# Passage provided
-*-
I'm driving through the Alps in May with my wife and originally planned to pass by the famed Alpe d'Huez to see it in person, especially since it will be featured in the Tour twice this year. A few of my friends have been encouraging me to actually ride it. I would consider myself an "average" cyclist, I regularly do 75-100 km club rides averaging 28-29 kph, but here in Toronto where I live there aren't any long climbs that can compare to a 14 km climb averaging 8% so I would say my climbing is mediocre at best. So I'm wondering how hard is it to climb, am I being overly ambitious or is it manageable at a slow/steady pace? My wife isn't a biker but she's graciously offered to wait for me at the base while I go up and down the mountain. Yes, she thinks cyclists are nuts. I'm hoping I can do it in about 2 hrs? Is that realistic and is there anything for my wife to do at the base for that time?


----------



## Pirx (Aug 9, 2009)

Should be perfectly manageable.


----------



## jlandry (Jan 12, 2007)

Great question. I could only dream of doing that. :thumbsup:


----------



## MrMook (Nov 18, 2007)

Who cares. It's supposed to be hard. I say, if you have the chance, DO IT.


----------



## den bakker (Nov 13, 2004)

sure go for it. remember a wind breaker for the ride down again. you can rent a bike in Le Bourg-d'Oisans at the base, a small town with enough of cafés for the family to be entertained a couple of hours. the steepest part of d'Huez is the first part so keep it low there and don't panic. 
On the other side of the valley of Le Bourg d'Oisans is col d'ornon, also worthwhile do if you have the time.

edited: if you put three hours for renting bike, climbing, looking at a deserted ski resort descending and returning the bike you should be fine.


----------



## Skinner222 (Aug 31, 2012)

MrMook said:


> Who cares. It's supposed to be hard. I say, if you have the chance, DO IT.


+1 to ^this^. Who cares if it's hard? Many of us would kill for the same chance. DO IT!!!


----------



## tlg (May 11, 2011)

Do it! Do it! Do it! You'll regret it if you don't. You may never get a chance to do it again.

It may hurt. It might be painful. Your lungs will probably burn. You may have to stop 10 times to rest. But who cares? Even if you don't make it to the top, you can say you gave it your best.


----------



## drussell (Aug 6, 2010)

Also do it! My partner and I are renting a cottage in Provence this fall - I was thrilled when she picked the spot and I learned it was about an hour from Mont Ventoux. Guess what I'm doing one day?
-*-
Lines from a box labeling dataset:
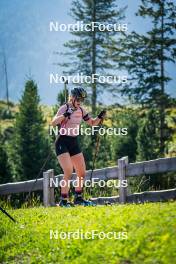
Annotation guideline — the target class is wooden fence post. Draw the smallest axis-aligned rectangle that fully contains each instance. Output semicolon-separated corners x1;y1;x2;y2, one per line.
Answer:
43;170;55;207
118;157;128;204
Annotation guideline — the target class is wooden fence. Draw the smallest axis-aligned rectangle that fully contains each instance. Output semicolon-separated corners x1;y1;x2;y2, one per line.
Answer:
0;157;176;206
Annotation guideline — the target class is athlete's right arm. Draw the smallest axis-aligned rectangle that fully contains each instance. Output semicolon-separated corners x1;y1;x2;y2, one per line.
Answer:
51;105;67;126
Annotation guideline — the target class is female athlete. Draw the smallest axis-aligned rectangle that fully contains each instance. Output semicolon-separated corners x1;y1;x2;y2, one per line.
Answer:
52;88;106;207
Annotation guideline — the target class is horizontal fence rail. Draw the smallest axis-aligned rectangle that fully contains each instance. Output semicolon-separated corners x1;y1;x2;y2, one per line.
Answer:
0;157;176;206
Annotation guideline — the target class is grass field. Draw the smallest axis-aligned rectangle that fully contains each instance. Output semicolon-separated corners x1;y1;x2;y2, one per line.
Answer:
0;202;176;264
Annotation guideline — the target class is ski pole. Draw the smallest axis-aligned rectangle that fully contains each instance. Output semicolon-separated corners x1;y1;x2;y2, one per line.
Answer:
0;206;17;223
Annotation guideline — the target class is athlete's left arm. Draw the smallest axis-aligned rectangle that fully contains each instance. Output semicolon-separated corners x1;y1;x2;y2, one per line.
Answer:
83;111;106;126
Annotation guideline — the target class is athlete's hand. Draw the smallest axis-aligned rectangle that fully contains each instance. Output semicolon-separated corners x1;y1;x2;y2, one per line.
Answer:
63;108;73;118
98;110;106;119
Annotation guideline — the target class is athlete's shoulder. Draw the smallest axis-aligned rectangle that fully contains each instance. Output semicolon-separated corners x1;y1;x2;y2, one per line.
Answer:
-*-
# Set of tasks
**A.** Repeat the portion of the Alpe d'Huez thread starting with "## den bakker" and going on through "should be fine.".
**B.** State whether each statement agrees with the Alpe d'Huez thread, answering yes or no and quoting the deciding words: (i) the original poster regularly does club rides of 75 to 100 km; (ii) one reply identifies the final section as the steepest part of the climb; (iii) the original poster's wife is a cyclist.
Rely solely on the Alpe d'Huez thread when responding.

# Answers by task
**A.**
## den bakker (Nov 13, 2004)

sure go for it. remember a wind breaker for the ride down again. you can rent a bike in Le Bourg-d'Oisans at the base, a small town with enough of cafés for the family to be entertained a couple of hours. the steepest part of d'Huez is the first part so keep it low there and don't panic. 
On the other side of the valley of Le Bourg d'Oisans is col d'ornon, also worthwhile do if you have the time.

edited: if you put three hours for renting bike, climbing, looking at a deserted ski resort descending and returning the bike you should be fine.

**B.**
(i) Yes: "I regularly do 75-100 km club rides averaging 28-29 kph"
(ii) No: "the steepest part of d'Huez is the first part"
(iii) No: "My wife isn't a biker"